-- What you should do --
Copy the material from the line containing "Locate the clear" up to and including the line containing "pixel 873 647", keeping every line in place. Raise each number in the answer coordinates by 36, and leave all other lines unchanged.

Point placement records
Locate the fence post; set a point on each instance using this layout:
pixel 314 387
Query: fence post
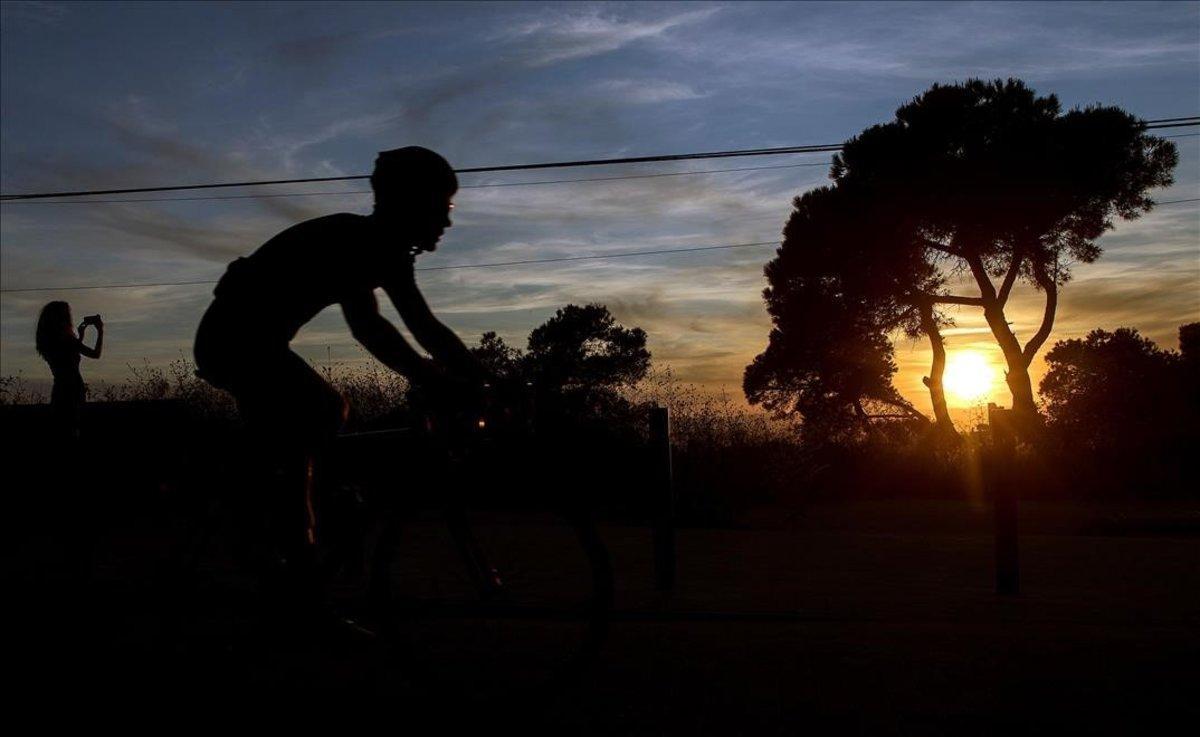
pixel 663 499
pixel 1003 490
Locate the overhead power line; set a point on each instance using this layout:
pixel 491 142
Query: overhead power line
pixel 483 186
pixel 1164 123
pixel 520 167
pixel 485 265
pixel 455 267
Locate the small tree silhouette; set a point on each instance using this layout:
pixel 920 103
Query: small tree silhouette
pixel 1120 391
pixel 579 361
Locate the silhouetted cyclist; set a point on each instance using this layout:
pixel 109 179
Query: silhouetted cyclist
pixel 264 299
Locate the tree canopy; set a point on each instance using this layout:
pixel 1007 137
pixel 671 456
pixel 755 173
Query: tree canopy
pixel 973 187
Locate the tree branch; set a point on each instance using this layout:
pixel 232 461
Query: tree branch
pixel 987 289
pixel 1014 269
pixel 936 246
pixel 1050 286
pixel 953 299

---

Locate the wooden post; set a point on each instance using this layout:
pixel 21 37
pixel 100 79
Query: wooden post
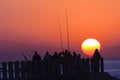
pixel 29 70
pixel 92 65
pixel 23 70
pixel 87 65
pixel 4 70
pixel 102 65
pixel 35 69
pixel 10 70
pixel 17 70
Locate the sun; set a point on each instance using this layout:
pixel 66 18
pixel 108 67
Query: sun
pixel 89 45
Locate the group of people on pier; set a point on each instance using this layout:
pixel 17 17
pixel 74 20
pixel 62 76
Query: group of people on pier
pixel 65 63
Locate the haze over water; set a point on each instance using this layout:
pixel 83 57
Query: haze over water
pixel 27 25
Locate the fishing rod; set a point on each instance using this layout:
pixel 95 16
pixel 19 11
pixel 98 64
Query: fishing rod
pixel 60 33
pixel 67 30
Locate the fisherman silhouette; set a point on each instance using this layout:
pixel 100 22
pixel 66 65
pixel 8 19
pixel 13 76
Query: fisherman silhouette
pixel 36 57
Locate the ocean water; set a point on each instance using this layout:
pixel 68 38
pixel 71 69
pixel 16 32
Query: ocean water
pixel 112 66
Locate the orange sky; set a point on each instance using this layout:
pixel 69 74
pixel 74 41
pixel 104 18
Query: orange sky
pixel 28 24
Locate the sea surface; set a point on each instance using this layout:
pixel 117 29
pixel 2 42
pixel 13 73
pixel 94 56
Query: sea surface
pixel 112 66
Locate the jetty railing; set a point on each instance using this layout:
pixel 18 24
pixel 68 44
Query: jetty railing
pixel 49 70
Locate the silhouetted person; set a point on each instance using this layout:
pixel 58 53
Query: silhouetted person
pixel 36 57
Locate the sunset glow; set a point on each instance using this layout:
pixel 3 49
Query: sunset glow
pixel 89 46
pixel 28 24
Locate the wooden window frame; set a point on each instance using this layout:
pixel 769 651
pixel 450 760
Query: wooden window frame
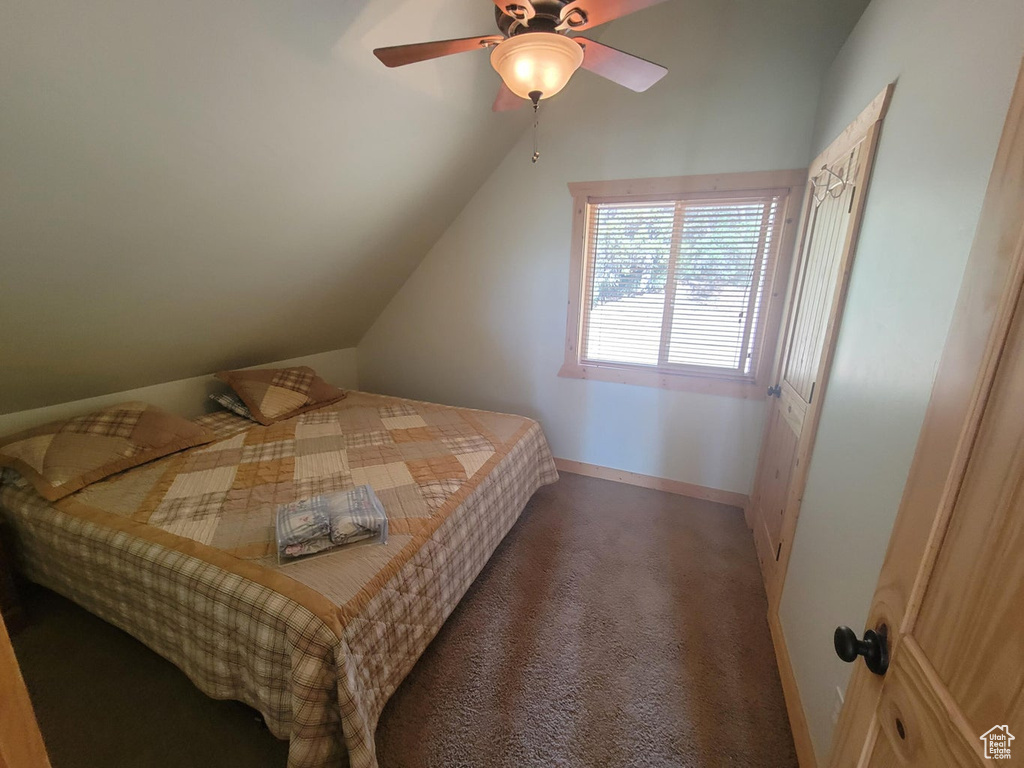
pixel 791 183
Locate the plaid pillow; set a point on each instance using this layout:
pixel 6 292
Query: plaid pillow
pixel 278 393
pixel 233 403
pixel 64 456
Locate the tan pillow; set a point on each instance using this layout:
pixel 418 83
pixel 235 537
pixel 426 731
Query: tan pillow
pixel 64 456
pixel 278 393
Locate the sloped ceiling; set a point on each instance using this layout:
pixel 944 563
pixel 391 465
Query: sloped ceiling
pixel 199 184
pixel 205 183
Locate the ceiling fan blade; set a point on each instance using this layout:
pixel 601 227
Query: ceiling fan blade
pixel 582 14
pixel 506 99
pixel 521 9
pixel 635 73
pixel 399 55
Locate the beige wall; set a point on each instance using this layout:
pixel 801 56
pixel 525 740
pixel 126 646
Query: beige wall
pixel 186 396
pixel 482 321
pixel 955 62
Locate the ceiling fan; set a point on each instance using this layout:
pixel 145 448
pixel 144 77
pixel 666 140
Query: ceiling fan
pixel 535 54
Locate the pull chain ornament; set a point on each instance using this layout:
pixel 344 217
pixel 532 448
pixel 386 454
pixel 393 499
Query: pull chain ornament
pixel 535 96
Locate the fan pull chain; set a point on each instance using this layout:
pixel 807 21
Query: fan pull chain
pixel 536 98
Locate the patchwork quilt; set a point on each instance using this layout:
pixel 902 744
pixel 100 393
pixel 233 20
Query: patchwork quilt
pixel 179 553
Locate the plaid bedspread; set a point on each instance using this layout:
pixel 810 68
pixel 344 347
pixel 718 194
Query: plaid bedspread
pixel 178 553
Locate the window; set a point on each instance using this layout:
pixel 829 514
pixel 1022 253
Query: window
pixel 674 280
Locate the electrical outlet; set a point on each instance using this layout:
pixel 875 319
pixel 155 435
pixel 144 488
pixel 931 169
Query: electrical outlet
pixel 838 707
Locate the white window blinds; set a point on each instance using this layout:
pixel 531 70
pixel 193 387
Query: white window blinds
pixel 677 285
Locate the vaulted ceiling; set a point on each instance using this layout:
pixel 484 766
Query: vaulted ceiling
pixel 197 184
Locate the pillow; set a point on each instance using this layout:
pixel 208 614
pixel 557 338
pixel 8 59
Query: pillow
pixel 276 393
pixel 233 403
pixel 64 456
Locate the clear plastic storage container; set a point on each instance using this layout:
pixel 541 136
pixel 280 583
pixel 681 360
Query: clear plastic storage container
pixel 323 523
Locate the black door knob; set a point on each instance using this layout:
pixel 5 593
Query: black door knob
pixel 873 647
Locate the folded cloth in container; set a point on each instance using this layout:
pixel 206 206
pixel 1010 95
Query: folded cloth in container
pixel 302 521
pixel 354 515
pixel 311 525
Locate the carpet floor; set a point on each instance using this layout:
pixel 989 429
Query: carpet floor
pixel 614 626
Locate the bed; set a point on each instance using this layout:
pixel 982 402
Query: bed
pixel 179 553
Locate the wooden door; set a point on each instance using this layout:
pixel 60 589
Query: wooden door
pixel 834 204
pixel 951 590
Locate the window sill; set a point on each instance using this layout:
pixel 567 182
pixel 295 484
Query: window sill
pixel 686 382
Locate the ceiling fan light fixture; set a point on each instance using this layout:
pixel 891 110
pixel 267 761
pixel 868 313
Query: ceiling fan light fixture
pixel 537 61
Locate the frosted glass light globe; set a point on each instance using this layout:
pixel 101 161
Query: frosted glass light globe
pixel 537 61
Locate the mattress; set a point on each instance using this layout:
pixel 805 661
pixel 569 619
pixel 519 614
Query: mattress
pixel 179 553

-- The answer --
Locate the clear plastic storage container; set a point on each instance using this layout:
pixel 541 136
pixel 280 583
pixel 681 360
Query: clear plastic storage container
pixel 359 559
Locate the black door knob; set a point on each instance using this layout:
pixel 5 593
Query: black door knob
pixel 909 683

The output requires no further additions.